**WHAT YOU WILL DO:**
Take the line containing "Tag every instance of the utility" and every line after it in the data below, and print them exactly as given, with nothing else.

**DATA LISTING:**

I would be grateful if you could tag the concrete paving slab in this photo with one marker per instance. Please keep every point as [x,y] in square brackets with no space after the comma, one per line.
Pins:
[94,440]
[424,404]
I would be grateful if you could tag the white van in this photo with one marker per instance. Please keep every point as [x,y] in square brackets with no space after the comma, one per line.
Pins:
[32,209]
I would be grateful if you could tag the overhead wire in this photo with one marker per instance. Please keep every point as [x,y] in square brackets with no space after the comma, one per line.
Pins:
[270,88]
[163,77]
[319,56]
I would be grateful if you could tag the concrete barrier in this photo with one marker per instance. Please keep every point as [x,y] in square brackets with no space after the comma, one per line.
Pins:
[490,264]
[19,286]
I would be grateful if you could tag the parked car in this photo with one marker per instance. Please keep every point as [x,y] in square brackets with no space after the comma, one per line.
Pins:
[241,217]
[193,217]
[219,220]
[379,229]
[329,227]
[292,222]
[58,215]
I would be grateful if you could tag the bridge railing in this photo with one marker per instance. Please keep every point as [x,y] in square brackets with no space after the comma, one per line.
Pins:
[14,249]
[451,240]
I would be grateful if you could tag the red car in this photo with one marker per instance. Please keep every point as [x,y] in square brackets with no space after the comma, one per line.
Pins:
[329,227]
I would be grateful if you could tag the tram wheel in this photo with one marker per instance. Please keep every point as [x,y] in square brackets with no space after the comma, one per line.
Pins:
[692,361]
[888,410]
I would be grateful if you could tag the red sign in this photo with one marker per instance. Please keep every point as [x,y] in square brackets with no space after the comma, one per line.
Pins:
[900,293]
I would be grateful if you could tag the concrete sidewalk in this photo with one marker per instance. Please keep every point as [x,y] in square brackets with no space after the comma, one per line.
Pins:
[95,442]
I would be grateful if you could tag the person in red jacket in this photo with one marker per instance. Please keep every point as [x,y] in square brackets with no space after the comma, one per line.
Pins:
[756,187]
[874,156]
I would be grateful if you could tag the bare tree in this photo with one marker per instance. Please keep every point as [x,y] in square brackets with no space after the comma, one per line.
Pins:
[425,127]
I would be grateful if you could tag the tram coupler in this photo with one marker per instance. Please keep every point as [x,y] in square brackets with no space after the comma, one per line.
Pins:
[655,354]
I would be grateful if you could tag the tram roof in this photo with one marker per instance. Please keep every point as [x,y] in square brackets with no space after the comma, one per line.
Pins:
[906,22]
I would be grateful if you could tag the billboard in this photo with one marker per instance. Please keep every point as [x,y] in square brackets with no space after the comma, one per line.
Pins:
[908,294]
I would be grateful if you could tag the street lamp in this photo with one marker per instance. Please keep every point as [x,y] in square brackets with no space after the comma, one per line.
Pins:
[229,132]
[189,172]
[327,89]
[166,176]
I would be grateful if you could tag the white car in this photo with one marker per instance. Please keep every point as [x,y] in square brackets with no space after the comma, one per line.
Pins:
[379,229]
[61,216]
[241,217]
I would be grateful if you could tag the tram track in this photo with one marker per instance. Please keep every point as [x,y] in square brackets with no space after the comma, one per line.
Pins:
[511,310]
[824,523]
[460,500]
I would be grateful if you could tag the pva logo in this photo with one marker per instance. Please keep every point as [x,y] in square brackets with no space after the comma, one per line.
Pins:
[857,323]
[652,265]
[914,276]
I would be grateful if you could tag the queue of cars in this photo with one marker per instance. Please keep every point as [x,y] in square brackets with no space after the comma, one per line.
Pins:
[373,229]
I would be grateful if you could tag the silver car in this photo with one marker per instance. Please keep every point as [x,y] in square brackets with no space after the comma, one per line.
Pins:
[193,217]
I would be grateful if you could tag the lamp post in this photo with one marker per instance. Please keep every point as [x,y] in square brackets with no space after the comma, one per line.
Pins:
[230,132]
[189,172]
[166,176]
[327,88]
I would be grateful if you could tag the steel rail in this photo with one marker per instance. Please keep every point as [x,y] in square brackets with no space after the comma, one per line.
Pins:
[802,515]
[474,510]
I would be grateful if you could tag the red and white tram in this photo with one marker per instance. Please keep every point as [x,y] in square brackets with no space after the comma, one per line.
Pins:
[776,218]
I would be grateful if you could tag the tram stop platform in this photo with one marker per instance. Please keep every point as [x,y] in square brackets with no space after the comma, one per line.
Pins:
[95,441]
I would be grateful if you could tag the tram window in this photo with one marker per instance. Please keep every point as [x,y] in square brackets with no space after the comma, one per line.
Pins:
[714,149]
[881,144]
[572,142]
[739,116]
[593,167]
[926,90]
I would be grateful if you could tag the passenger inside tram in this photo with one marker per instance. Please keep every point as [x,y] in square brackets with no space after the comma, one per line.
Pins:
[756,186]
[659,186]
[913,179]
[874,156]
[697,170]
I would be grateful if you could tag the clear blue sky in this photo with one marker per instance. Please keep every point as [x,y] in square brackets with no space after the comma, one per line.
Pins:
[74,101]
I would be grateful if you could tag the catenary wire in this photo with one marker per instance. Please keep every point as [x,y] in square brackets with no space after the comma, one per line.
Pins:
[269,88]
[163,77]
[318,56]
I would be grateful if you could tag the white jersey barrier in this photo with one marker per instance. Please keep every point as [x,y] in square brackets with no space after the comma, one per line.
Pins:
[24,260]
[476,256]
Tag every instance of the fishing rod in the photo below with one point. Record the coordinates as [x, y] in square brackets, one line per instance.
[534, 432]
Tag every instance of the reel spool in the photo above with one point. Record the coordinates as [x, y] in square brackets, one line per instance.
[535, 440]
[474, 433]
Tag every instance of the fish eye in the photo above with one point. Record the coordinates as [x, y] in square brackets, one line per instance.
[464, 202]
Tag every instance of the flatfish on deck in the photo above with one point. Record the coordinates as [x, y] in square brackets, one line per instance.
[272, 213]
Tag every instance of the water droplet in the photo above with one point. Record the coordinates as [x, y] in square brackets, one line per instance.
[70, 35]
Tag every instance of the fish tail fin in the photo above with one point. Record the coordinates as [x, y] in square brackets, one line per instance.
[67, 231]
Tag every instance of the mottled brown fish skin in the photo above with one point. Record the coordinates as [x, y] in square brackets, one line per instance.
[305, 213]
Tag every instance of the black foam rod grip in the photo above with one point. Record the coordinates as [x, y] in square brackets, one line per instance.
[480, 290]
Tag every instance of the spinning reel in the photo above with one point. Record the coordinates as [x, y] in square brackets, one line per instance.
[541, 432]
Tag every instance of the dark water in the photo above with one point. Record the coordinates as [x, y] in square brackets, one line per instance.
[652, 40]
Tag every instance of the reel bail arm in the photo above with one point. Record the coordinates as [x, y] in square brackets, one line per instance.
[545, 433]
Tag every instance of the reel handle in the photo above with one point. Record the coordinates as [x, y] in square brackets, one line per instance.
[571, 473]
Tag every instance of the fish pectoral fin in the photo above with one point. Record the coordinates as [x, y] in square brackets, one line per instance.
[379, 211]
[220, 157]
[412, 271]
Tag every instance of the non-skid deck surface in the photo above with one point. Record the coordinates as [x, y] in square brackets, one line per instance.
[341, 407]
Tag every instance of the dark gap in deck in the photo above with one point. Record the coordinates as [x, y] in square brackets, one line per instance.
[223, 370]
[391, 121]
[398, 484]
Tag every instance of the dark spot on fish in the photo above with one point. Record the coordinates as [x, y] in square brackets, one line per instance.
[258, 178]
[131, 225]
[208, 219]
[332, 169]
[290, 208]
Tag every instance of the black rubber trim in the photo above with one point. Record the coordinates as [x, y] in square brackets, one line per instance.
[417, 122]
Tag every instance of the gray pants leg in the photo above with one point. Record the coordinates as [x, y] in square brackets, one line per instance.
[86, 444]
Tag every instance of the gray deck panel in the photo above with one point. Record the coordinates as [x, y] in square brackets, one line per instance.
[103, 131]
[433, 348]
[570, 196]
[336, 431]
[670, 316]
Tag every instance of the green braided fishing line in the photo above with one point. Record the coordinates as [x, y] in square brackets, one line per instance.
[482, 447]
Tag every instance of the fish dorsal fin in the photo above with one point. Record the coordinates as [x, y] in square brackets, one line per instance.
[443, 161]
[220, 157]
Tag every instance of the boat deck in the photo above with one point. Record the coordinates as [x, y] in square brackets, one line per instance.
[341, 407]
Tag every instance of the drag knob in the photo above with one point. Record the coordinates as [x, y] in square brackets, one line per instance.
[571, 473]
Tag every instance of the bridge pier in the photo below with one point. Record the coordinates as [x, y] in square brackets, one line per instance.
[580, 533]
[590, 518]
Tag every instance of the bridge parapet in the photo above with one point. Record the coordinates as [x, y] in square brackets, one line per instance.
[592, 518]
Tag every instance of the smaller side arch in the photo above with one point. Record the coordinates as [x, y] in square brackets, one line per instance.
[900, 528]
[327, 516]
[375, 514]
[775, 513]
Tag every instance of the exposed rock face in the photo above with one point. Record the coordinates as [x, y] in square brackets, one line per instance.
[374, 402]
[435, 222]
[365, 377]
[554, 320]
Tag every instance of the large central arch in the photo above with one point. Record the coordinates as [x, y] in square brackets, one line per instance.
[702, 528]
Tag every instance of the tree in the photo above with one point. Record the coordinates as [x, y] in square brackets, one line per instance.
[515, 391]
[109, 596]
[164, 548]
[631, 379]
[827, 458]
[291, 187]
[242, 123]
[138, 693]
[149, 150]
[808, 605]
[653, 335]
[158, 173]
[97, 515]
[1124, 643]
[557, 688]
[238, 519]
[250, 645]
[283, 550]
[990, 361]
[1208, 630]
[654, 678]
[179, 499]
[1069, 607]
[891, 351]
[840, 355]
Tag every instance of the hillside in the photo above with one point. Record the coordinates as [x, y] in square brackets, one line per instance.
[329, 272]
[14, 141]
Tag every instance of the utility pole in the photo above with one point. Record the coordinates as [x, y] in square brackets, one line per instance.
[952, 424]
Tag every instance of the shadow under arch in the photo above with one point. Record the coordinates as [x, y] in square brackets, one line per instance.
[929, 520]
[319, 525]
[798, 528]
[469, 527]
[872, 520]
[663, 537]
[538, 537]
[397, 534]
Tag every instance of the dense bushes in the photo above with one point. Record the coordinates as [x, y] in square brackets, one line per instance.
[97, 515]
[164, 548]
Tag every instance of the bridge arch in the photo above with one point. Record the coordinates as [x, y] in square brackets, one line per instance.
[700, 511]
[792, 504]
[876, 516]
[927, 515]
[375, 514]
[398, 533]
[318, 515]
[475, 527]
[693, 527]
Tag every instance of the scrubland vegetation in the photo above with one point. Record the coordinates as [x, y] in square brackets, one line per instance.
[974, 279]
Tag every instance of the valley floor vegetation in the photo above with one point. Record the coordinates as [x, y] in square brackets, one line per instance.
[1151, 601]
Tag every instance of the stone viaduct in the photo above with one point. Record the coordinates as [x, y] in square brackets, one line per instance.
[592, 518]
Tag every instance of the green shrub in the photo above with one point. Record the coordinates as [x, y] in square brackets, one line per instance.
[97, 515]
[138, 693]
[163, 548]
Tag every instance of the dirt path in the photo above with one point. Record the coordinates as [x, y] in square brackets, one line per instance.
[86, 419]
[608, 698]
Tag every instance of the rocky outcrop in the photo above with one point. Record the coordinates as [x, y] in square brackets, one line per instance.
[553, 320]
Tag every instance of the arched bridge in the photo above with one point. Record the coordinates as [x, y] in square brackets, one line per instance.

**TASK RESULT:**
Tag every instance of the utility pole in the photo above with one point. Record the coordinates as [x, y] in square brackets, one line per instance.
[952, 424]
Tag every instance of the shadow under arch in the photo above with one point. Record the coordinates as [x, y] in square brackets, one line per instance.
[929, 520]
[319, 525]
[798, 528]
[469, 527]
[872, 520]
[663, 537]
[538, 537]
[397, 534]
Tag every instance of the dense bushes in the photo above with one point. Record the coordinates as [x, y] in square brackets, one line per instance.
[97, 515]
[164, 548]
Tag every instance of the bridge arch in the photo above with one point. Record the coordinates as [x, y] in square brackets, one line per instance.
[700, 511]
[792, 504]
[876, 516]
[927, 515]
[375, 514]
[398, 533]
[318, 515]
[475, 527]
[693, 527]
Tag every instance of the scrubland vegetation in the photo above with one point. Record the coordinates as [x, y] in square brackets, one line per instance.
[974, 279]
Tag every instance of the valley floor vegetation in the photo above with one point. Record the coordinates as [x, y] in square brackets, one line per instance.
[1151, 601]
Tag every instance of the stone viaduct in the photo above with one point. Record the coordinates as [x, y] in square brackets, one line per instance.
[592, 518]
Tag every instance of the green shrub in the photo above with one point. Record the coordinates as [x, y] in square brackets, one line per instance.
[97, 515]
[138, 693]
[163, 548]
Tag every instance of the dirt path in the photo above with one point. Record the coordinates as [x, y] in square brackets, one line per instance.
[86, 419]
[608, 698]
Tag every instance of the rocky outcrop in the photo above with one point. Record the coordinates as [x, y] in square brackets, one line per instance.
[553, 320]
Tag every instance of the arched bridge in the photo above with one point. Record the coordinates as [x, y] in square brackets, one line per instance.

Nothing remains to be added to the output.